* EXERCISE AIM
Reproduce every line that appears below, precisely and completely.

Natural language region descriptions
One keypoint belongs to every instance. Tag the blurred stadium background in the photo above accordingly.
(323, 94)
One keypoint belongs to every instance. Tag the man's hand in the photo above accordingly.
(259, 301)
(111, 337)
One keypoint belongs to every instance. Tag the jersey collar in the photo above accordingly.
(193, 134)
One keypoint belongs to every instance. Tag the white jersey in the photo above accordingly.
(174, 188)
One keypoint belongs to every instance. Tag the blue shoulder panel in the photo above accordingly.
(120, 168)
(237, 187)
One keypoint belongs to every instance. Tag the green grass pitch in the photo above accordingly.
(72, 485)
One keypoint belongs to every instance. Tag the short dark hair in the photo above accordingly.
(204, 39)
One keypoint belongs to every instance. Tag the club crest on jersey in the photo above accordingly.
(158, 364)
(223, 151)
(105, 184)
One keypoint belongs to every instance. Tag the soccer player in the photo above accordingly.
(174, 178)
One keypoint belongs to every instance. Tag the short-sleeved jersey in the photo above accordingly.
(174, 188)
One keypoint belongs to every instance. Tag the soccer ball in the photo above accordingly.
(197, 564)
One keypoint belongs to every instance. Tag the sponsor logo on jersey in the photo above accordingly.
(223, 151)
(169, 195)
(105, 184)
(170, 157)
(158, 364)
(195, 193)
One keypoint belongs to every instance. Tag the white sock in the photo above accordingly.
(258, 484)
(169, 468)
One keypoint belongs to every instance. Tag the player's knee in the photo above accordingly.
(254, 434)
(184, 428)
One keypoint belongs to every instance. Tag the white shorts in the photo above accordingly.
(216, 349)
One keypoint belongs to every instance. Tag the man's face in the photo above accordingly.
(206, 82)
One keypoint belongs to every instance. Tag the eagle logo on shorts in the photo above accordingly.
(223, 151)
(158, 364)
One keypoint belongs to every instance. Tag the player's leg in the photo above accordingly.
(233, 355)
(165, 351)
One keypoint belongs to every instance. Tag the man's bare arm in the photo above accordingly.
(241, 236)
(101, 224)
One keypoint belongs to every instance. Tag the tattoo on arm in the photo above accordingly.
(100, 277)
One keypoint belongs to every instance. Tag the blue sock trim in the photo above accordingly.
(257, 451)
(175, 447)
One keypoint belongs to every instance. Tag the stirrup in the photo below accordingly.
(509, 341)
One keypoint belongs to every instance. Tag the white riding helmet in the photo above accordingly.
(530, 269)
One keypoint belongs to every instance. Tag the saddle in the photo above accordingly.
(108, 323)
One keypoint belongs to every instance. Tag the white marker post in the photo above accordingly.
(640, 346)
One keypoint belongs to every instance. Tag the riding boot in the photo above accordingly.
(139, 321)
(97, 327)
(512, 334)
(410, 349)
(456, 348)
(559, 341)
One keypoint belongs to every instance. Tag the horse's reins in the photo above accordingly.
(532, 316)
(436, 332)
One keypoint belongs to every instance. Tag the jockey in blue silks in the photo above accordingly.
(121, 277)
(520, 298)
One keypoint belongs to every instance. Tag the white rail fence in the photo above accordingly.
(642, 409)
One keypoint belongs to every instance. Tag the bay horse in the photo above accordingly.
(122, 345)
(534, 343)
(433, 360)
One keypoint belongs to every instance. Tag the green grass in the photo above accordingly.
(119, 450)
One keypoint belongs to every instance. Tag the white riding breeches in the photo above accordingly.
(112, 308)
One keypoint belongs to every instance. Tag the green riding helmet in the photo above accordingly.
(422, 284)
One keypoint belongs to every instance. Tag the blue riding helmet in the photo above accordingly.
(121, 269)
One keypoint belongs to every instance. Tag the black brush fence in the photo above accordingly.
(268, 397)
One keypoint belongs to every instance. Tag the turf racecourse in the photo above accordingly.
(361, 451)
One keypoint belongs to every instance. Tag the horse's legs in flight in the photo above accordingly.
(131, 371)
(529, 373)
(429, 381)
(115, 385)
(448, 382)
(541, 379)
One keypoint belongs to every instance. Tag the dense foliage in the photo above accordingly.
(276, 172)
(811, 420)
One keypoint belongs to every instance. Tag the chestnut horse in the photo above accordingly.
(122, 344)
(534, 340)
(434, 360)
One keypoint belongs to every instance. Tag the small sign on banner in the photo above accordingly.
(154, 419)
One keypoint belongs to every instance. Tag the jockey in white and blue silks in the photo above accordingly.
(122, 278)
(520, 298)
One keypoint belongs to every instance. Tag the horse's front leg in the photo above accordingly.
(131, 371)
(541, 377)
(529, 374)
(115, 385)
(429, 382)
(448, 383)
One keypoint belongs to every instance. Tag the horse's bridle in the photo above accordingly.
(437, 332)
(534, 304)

* EXPECTED ANSWER
One keypoint belongs to every instance. Tag the blurred stadium background in the photo above accordingly.
(323, 94)
One keypoint belongs to every instance. Tag the man's hand in the photo above accordingly.
(259, 301)
(111, 337)
One keypoint belongs to every instance. Tag the jersey collar in the photo above accordingly.
(193, 134)
One keypoint belongs to every instance. Tag the white jersey in the photo above accordingly.
(174, 188)
One keypoint belongs to every instance. Tag the blue shoulder panel in the photo above accordingly.
(120, 168)
(237, 187)
One keypoint belongs to every instance. Tag the green grass pitch in the photo above accordingly.
(72, 485)
One keypoint belongs to every instance. Tag the short dark hair in the photo above accordingly.
(204, 39)
One keypoint belongs to every instance. Tag the club crest on jersey in the photo above accordingly.
(158, 364)
(223, 151)
(105, 184)
One keypoint belongs to every instance. Tag the soccer player in the photo above accordingly.
(174, 178)
One keypoint belongs to every instance. Tag the short-sleeved jersey in the photo above accordingly.
(174, 188)
One keypoint belongs to every instance. Tag the soccer ball in the photo above accordingly.
(197, 564)
One keypoint belongs to every instance. Tag the sponsor logo on jersey in the photo above accordingly.
(223, 151)
(169, 195)
(105, 184)
(170, 157)
(158, 364)
(195, 193)
One keypoint belongs to every instance. Tag the white sock in the photo above accordingly.
(258, 484)
(169, 468)
One keypoint belongs to every instance. Tag the player's knee in the photo above accordingly.
(254, 434)
(184, 428)
One keypoint belongs to every instance. Tag the white shorts in the photo above accordingly.
(216, 349)
One keypoint belongs to every instance. Tag the man's face in the photo above accordingly.
(206, 82)
One keypoint belongs to every instance. Tag the eagle logo on shorts in the photo above accordingly.
(223, 151)
(158, 364)
One keypoint belongs to every instance. Tag the player's leg in the photo above accordingly.
(233, 355)
(165, 351)
One keypoint belongs to every instance. Tag the man's bare arm in the photo above accordingly.
(241, 236)
(101, 224)
One keypoint belongs to every instance. Tag the tattoo on arm in the photo above accordingly.
(100, 277)
One keypoint belongs to every instance. Tag the blue sock trim in the photo above accordingly.
(257, 451)
(175, 447)
One keypoint belongs to every instance. Tag the stirrup in the photo below accordingly.
(509, 341)
One keypoint belongs to every instance. Tag the white riding helmet in the photo above accordingly.
(530, 269)
One keypoint belongs to every instance. Tag the saddle in the photo above accordingly.
(108, 323)
One keypoint belongs to every instance. Tag the white marker post in the photo above accordingly.
(640, 346)
One keypoint belongs to every instance. Tag the riding boot in the photo above accordingly.
(139, 321)
(97, 327)
(512, 334)
(410, 349)
(456, 348)
(559, 341)
One keypoint belongs to every instance. Tag the horse's reins in the photo above accordingly.
(532, 316)
(436, 332)
One keypoint belongs to every instance. Tag the jockey in blue silks in the photo above accordingly.
(121, 277)
(520, 298)
One keypoint belongs to every instance. Tag the white rail fence in the photo above accordingly.
(642, 409)
One keypoint belongs to every instance. Tag the bay horse in the photo above accordingly.
(122, 345)
(534, 343)
(433, 360)
One keypoint belongs to every instance. Tag the green grass in the photo above accordingly.
(119, 450)
One keypoint belongs to every instance. Tag the white riding breeches in the photo above accordingly.
(112, 308)
One keypoint belongs to every instance. Tag the green riding helmet in the photo above accordingly.
(422, 284)
One keypoint belongs to every instance. Tag the blue riding helmet in the photo above accordingly.
(121, 269)
One keypoint belongs to every instance. Tag the black brush fence in the photo above accordingly.
(268, 397)
One keypoint belongs to every instance. Tag the turf racecourse in the photo above accordingly.
(361, 451)
One keypoint belongs to every instance. Tag the horse's legs in flight in the photo above accordingly.
(131, 371)
(529, 373)
(429, 381)
(115, 385)
(448, 382)
(541, 379)
One keypoint belongs to every instance. Tag the dense foliage in the photo above accordingly.
(276, 172)
(811, 420)
One keypoint belongs to every instance. Tag the chestnut horse in the photo above accordingly.
(122, 344)
(534, 340)
(434, 360)
One keypoint belongs to every instance. Tag the small sign on banner in the photo above accordingly.
(154, 419)
One keypoint belongs to every instance. Tag the jockey in white and blue silks in the photo above accordingly.
(122, 278)
(520, 298)
One keypoint belongs to every instance. Tag the horse's front leg in the photo above accordingly.
(131, 371)
(541, 377)
(529, 374)
(115, 385)
(429, 382)
(448, 383)
One keypoint belongs to every instance. Tag the horse's bridle in the photo above accordingly.
(437, 332)
(534, 304)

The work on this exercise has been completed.